What this task involves -> Copy each of the following data items word for word, keeping every line unchanged.

[Start Supplied material]

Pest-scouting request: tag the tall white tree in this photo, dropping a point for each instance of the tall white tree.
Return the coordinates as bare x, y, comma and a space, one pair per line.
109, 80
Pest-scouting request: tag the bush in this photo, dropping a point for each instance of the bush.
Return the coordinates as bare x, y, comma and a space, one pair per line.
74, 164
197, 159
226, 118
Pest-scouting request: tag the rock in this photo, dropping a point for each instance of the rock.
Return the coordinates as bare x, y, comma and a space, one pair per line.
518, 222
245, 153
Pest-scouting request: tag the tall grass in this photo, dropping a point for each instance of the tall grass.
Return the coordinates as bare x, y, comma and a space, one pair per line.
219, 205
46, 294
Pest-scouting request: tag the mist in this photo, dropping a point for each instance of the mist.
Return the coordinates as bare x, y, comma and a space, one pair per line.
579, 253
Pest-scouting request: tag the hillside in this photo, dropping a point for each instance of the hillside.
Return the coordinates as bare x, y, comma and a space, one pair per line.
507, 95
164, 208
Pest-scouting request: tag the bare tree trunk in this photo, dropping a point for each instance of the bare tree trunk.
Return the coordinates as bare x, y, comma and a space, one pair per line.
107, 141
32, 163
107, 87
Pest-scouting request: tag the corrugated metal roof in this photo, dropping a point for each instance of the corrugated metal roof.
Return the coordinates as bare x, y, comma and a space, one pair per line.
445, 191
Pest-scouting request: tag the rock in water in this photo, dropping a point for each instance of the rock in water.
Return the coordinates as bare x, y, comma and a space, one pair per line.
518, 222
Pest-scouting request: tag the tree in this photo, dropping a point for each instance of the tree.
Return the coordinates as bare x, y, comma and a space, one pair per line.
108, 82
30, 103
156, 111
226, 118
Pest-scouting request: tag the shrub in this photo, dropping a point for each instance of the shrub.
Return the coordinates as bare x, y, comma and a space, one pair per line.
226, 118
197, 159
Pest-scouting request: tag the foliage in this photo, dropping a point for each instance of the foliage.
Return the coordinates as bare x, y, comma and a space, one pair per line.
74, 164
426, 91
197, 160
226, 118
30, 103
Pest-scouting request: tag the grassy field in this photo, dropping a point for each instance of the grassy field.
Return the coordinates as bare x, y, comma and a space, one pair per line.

[End Supplied material]

Answer to this task ->
Pest-scouting request: tag the tall white tree in this photo, dropping a point for each instance of the tall white tree.
Return the coordinates as bare x, y, comma and a space, one pair per line.
109, 80
Pest-scouting request: tag the bush in this photo, dropping a point for each instance of the bush.
Return the coordinates as bare x, y, comma and a space, one pair per line.
74, 164
197, 159
226, 118
Pest-scouting request: tag the rock in this photo, dropping a point for each instance of the rock.
Return the coordinates as bare x, y, comma and a space, one pair per line.
518, 222
245, 153
Pest-scouting request: tag the tall grass in this photo, dropping a point for each instance of the tall grass.
Return the coordinates as bare x, y, comma and a space, one pair per line.
219, 205
46, 294
Pest-scouting request: tag the mist in this photo, dropping a point for each instance of the mist.
Return the coordinates as bare x, y, comma and a space, one pair per line.
579, 253
Pest-scouting request: tag the hillside in this photo, dropping a point for each instance of the hillside.
Return the coordinates as bare x, y, comma and a space, one pair per line.
507, 95
164, 208
Pest-scouting request: tag the bare tree trunk in this photo, dropping a point for each instance of the bare tree trunk.
Return the coordinates as bare x, y, comma and a space, one pair per line.
107, 141
32, 163
107, 87
Pest-scouting request: tag the corrugated metal roof in this photo, dropping a point for each instance of the corrugated metal roof.
Return the coordinates as bare x, y, comma and a space, one pair per line.
445, 191
Pest-scouting request: tag the rock in water in this photo, dropping a point for each instance of the rock in water.
Return the coordinates as bare x, y, comma and a space, one pair per line.
518, 222
Pest-scouting request: tag the tree in this photo, dropping a point for each instance of the tree.
Return the coordinates as bare x, y, comma and a space, one pair per line.
108, 82
30, 103
156, 111
226, 118
Pest-scouting request: tag the shrub in this photo, dropping a point for each instance of the shrub.
Return the coordinates as bare x, y, comma and a space, one pair per line.
226, 118
197, 159
Pest-scouting request: tag the foliage in this photo, dropping a point for each instance of the foliage.
Return the coordinates as bare x, y, comma and a space, one pair per line.
74, 164
426, 91
197, 160
226, 118
30, 103
Pest-scouting request: tag the grassy field in this photo, dropping a point for each instance of the grassy field.
Return the coordinates as bare x, y, comma and a space, one pair per line.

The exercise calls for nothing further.